_Selection_.
Vernon Subutex #3
by Virginie Despentes, translated by Frank Wynne
Published June 2020
The Vernon Subutex trilogy is classic Virginie Despentes: pulpy, in-your-face, impudent. Her characters are outsiders and misfits – they contend with unrelenting misery, disillusionment and injustice (self-proclaimed or otherwise), drug use, and physical violence. They are largely misanthropic, cynical and alienated in a way people on the fringes of society often are, and they define themselves and their peers through lifestyle interests such as music tastes, aesthetic choices and political opinions.
In this sprawling epic, originally published in French between 2015 and 2017 and simply titled 1, 2 and 3, then translated into English by Frank Wynne, the titular main character is an ex-record shop worker-cum-man-about-the-indie-rock-scene who finds himself unemployed and homeless, via the triple threat of the music industry’s digital assimilation, gentrification and the death-by-OD of his benefactor and famous pop star friend Alex Bleach. It picks up from her prior novel Apocalypse Baby (2015), with guerrilla private investigator the Hyena making a re-appearance. This time however, the plot is more ambitious, with a revolving twenty-character cast. Many are aging Gen Xers, each having to grapple with the choices they made in their youth. Xavier is an ex-hardcore, holier-than-thou dude, a struggling film producer in an unhappy marriage who strikes a normcore aesthetic and harbours alt-right views. Emilie is an ex-bassist in a once-popular punk band, a former wild child, ‘one of the guys’ who got ‘sidelined’ when the band broke up and she lost relevance. Patrice was a Marxist Hell’s Angel, except ‘he packed in the Angels… but he kept the look. He had no choice… Even when he wears a suit and a turtle neck, they show.’ Some, especially Vernon himself, are evidence of what ‘a very poor preparation punk rock had been for later life’, as Despentes puts it in Bye Bye Blondie. The trilogy is an alt-Gen X interpretation of the state of subculture: notions of ‘authenticity’ (as a misfit) and ‘selling out’ (as an artist) linger. Fear of change and lack of money are prominent features in Vernon Subutex.
But the trilogy is also an allegory on the fallout of the 2008 global financial crisis, the intensification of neoliberalism in western political and cultural spheres and the things people do to cope – Lauren Berlant’s ‘cruel optimism’, so to speak. In 3, we find Vernon and his posse – which includes his lover Mariana and the Hyena, plus Olga and Laurent, two vagabonds he befriends while living on the streets – co-existing in a roving commune in remote locations throughout France. Xavier, Patrice, Emilie and other friends frequently visit. The re-discovery of Alex Bleach’s tapes (which he self-recorded while coked up before his death) has prompted the Hyena to begin setting up ‘convergences’ that see Vernon as the resident DJ, with Alex’s binaural beats mixed within the tracks.
These raves are underground parties: news about them spreads by word-of-mouth, attendees are picked up in cars at a meeting point to be driven to the ‘real’ location, and they cannot carry any digital devices whatsoever. No drugs are involved: Alex’s ‘alpha waves’ (‘because he couldn’t string three chords together or write a hook worth shit’) are the drug; rave attendees describe an inexplicable sensation of euphoria and transcendence at these events. It is hypebeast grifting at its best, but financial transactions aren’t involved – instead, people are asked to bring food and other items they may want to trade for their Experience, and these are placed in the commune’s ‘store’ to be used whenever necessary. In the world of Vernon Subutex, this cashless commune gives Vernon and his crew a way to drop out of society while still sustaining themselves.

_Your tasks_.
• 1. Copy out everything in the Vernon Subutex review from "But the trilogy" down to "within the tracks.".
• 2. List the people the Vernon Subutex review names as members of Vernon's posse in 3.
• 3. Carry the Vernon Subutex review forward with the next part, starting after its last sentence.

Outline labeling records
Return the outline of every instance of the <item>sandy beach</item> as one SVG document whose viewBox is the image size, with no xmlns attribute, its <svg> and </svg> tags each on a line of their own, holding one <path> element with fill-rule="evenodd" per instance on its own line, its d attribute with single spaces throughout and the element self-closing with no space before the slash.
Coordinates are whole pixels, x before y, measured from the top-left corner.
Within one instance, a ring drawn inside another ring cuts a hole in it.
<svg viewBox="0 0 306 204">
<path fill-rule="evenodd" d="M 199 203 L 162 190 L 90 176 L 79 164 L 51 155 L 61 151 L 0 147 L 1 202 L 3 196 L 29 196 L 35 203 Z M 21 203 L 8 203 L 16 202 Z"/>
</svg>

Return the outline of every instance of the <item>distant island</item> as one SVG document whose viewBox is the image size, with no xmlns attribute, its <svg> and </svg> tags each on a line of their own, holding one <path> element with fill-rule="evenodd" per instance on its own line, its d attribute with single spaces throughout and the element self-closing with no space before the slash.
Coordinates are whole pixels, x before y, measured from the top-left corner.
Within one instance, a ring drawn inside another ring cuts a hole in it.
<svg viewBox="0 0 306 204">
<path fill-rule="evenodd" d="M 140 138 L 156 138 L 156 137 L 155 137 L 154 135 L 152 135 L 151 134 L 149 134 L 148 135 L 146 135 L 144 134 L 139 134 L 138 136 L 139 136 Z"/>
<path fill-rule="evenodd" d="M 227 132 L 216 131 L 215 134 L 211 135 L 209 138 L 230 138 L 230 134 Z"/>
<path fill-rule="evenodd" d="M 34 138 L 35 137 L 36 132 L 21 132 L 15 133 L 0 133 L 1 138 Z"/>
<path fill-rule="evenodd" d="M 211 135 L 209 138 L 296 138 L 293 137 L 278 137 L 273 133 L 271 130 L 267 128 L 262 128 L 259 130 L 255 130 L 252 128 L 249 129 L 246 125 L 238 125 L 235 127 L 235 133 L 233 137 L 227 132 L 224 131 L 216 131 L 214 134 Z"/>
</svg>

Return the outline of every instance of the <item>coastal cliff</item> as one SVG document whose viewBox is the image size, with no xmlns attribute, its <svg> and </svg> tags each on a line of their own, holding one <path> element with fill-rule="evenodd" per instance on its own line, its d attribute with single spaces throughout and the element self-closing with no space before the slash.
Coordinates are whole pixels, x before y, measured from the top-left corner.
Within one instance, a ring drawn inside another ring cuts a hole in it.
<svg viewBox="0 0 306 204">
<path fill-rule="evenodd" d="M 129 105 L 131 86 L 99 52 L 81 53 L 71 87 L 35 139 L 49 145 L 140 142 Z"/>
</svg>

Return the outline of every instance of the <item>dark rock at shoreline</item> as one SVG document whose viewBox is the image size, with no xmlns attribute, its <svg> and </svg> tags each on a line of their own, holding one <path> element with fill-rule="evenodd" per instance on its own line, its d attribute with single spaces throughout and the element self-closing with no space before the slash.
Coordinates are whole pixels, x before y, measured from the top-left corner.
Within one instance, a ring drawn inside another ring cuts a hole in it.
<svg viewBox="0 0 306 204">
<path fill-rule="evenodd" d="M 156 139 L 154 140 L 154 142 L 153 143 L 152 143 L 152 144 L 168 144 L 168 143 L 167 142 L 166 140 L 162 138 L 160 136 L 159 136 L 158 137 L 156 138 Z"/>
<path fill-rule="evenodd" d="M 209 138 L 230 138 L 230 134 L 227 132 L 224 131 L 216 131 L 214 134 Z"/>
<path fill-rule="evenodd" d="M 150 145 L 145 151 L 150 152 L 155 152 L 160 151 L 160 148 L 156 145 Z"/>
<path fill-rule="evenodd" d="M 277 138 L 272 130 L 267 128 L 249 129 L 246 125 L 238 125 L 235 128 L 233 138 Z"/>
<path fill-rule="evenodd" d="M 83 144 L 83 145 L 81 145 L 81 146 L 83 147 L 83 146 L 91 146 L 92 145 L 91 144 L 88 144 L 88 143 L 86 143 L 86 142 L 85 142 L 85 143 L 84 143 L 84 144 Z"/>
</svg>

_Results in order_.
• 1.
But the trilogy is also an allegory on the fallout of the 2008 global financial crisis, the intensification of neoliberalism in western political and cultural spheres and the things people do to cope – Lauren Berlant’s ‘cruel optimism’, so to speak. In 3, we find Vernon and his posse – which includes his lover Mariana and the Hyena, plus Olga and Laurent, two vagabonds he befriends while living on the streets – co-existing in a roving commune in remote locations throughout France. Xavier, Patrice, Emilie and other friends frequently visit. The re-discovery of Alex Bleach’s tapes (which he self-recorded while coked up before his death) has prompted the Hyena to begin setting up ‘convergences’ that see Vernon as the resident DJ, with Alex’s binaural beats mixed within the tracks.

• 2. Mariana, the Hyena, Olga, Laurent

• 3.
Nevertheless, Vernon can’t drop out completely: he encounters severe problems with his teeth and has to return to Paris to see a dentist. There, he discovers that Charles, a wino friend he used to hang out with in the park, is dead, and had been a millionaire all along, thanks to a secret lottery windfall. Charles has instructed his wife Véro to split the inheritance with Vernon, who after much internal discord, breaks the news to his friends. Herein, that age-old axiom ‘money corrupts’ takes effect: everyone has an opinion on how they should use the cash, causing a rift that results in Vernon leaving the group.
Back in the city, Vernon experiences immense difficulty reassimilating to straight society. Thanks to Mariana, a techno-head millennial (‘she was involved in techno in the same way Vernon was involved with rock’), he manages to secure DJ gigs at various locations throughout Europe. Meanwhile, a film producer named Laurent Dopalet is hot on the trail of Céleste and Aïcha, who in 2 had orchestrated his abduction in his apartment, tying him down and tattooing ‘RAPIST’ and ‘MURDERER’ on his back. In Alex’s tapes, Dopalet is alleged to have played a part in the death of Aïcha’s mother, the porn star Vodka Satana, who the former had briefly dated.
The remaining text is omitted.